◆ Objective 1:
In the forum thread about wiring installs, what did doitor do differently from MiloX?
◆ Objective 2:
Pick up the forum thread about wiring installs after its final post and write the next part.

◆ Document extract:
Not trying to steal your thunder... Just showing how I did mine.



MiloX said:


> Tuesday, June 19th 2007. T-minus 17 days to the North Georgia Nationals. Lots of work yet to do!
> 
> I got home around 6 today and went back at it. Like i promised yesterday... tonight was spent wiring.
> 
> ...


----------



## Tonyguy (Nov 15, 2007)

God I love that install Milox. So jealous


----------



## doitor (Aug 16, 2007)

I did the exact same thing except that I color coded the wiring.
Wil post my version in a couple of minutes on the tutorial section.
And yes Milox, you stole my thunder. LOL. 
Just kidding.
Yours is the inspiration of mine, just added my touch.
Thanks.


----------



## ///Audience (Jan 31, 2007)

doitor said:


> I did the exact same thing except that I color coded the wiring.
> Wil post my version in a couple of minutes on the tutorial section.
> And yes Milox, you stole my thunder. LOL.
> Just kidding.
> ...


I got to see this install recently and it looks amazing! im looking forward to the write up


----------



## doitor (Aug 16, 2007)

Just posted it on the tutorial section.


----------



## MiloX (May 22, 2005)

Cool. 

The color coding is the perfect touch for this technique. Especially for the competior. I should have done that with mine. 

Good work Dr.!!!!


----------



## Infinity (Jun 28, 2005)

You guys are killing my K.I.S.S install. I just put 60+ feet of various TechFlex products, and a bunch of differing heatshrinks in my cart  I may as well do it right the first time.


----------



## MuTT (Apr 4, 2007)

Not sure if it qualifies, as its not installed yet but heres the wire harness I made for my 3-way front


----------



## GlasSman (Nov 14, 2006)

Nice work Mutt.

Mask labeling examples
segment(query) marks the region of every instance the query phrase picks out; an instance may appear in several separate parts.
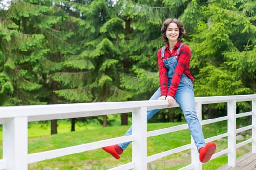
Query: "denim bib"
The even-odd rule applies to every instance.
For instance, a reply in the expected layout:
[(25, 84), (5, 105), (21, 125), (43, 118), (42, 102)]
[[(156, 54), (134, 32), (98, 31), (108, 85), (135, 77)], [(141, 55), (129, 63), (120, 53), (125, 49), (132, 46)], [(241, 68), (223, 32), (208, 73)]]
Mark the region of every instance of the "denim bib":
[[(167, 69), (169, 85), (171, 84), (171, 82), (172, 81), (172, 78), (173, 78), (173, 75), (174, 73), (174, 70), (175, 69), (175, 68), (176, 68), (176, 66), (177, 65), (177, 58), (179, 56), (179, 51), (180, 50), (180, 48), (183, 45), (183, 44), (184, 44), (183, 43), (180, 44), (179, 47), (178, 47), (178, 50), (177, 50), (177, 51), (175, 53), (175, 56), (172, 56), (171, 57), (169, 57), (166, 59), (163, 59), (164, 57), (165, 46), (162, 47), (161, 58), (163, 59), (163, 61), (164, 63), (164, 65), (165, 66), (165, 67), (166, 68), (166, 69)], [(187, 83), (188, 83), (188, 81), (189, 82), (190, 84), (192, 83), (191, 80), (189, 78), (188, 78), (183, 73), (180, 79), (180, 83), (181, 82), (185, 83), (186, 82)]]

◆ Written response 1:
doitor color coded the wiring.

◆ Written response 2:
----------



## MiloX (May 22, 2005)

Very nice mutt!

Terminal blocks FTW!!!!!!


----------



## dbTroy (Nov 30, 2007)

Sorry for the newb question, but what are the terminal blocks used for?


----------



## MuTT (Apr 4, 2007)

dbTroy said:


> Sorry for the newb question, but what are the terminal blocks used for?


Well for me I'm using them for the speaker wire, one end up front and one in the back, as I do plan to change equipment every so often and dont want to have to run the wire fresh every time so this way I'll have a short run from the block to the speakers and another to the amps, everything changes up in minutes instead of hours.

....plus i thought they looked cool in MiloX's install


----------



## Sassmastersq (Jan 12, 2007)

Lookin good MuTT!! I wanna hear it when you're done!


----------



## MiloX (May 22, 2005)

MuTT said:


> ...dont want to have to run the wire fresh every time s...














MuTT said:


> ....plus i thought they looked cool in MiloX's install


----------



## MiloX (May 22, 2005)

Doitor,

I was thinking about your install the other day... (I know... sick, right? Sitting in my office at work thinking about your install..).

The ONLY thing you may want to consider is tinning the leads of those speaker wires. That way you will never have to worry about stray wires not going into the amp terminals... also adds a finishing touch that a judge may like to see.


----------



## MuTT (Apr 4, 2007)

Sassmastersq said:


> Lookin good MuTT!! I wanna hear it when you're done!


thanx, waiting to hear yours as well!!


----------



## Sassmastersq (Jan 12, 2007)

MuTT said:


> thanx, waiting to hear yours as well!!


mine'll be running by the end of the day today, but I've got some serious work to do on the trunk and front stage. but I need tunes for the long holiday drives!


----------



## MuTT (Apr 4, 2007)

Sassmastersq said:


> mine'll be running by the end of the day today, but I've got some serious work to do on the trunk and front stage. but I need tunes for the long holiday drives!


well we'll have to do another Hespeler meet soon then.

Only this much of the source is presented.